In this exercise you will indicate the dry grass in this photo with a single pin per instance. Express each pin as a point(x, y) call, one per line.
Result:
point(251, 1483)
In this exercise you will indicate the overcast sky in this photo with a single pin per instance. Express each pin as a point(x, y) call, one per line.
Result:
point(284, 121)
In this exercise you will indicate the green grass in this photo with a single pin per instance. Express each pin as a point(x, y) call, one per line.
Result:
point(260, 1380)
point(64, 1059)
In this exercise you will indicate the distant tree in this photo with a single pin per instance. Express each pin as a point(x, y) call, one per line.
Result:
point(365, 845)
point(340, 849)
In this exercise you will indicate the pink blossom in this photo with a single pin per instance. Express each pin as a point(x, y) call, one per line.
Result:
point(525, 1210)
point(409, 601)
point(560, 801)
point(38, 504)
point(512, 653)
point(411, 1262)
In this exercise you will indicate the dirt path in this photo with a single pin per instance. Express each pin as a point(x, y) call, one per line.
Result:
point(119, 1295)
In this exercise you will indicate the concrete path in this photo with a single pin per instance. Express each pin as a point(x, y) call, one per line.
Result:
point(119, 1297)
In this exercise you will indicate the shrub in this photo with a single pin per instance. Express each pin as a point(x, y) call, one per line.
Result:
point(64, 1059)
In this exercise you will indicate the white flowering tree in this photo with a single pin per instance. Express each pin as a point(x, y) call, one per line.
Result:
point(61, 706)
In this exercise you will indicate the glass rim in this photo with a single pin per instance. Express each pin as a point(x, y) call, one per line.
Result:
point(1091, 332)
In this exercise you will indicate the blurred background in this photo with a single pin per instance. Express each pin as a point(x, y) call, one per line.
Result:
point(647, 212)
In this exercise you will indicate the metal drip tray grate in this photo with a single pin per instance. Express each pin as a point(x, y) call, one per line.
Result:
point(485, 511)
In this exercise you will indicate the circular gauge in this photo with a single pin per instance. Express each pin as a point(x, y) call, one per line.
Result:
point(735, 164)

----------

> [To do]: Rescale the material from its first line up to and including the line with "point(340, 849)": reproduce every line, requests included, and multiply each x and y coordinate in the answer points by 2.55, rounding to the nearest whole number with halves going up. Leave the requests and their point(x, y) format sample unchanged.

> [Solution for this problem]:
In this exercise you will indicate the dry grass in this photo with a single pin per instance. Express each pin as a point(x, y) call, one per line.
Result:
point(640, 3782)
In this exercise you will indicate the overcast sky in this photo with a single pin per instance. Express each pin as a point(x, y) call, one per line.
Result:
point(724, 309)
In this exercise you will indicate the green grass in this photo with a single pin per instance. Express each pin as a point(x, y) call, one per line.
Result:
point(663, 3519)
point(163, 2700)
In this exercise you will indicate the distant tree in this photo with a single pin per instance. Express each pin as a point(x, y) call, one per line.
Result:
point(931, 2155)
point(867, 2165)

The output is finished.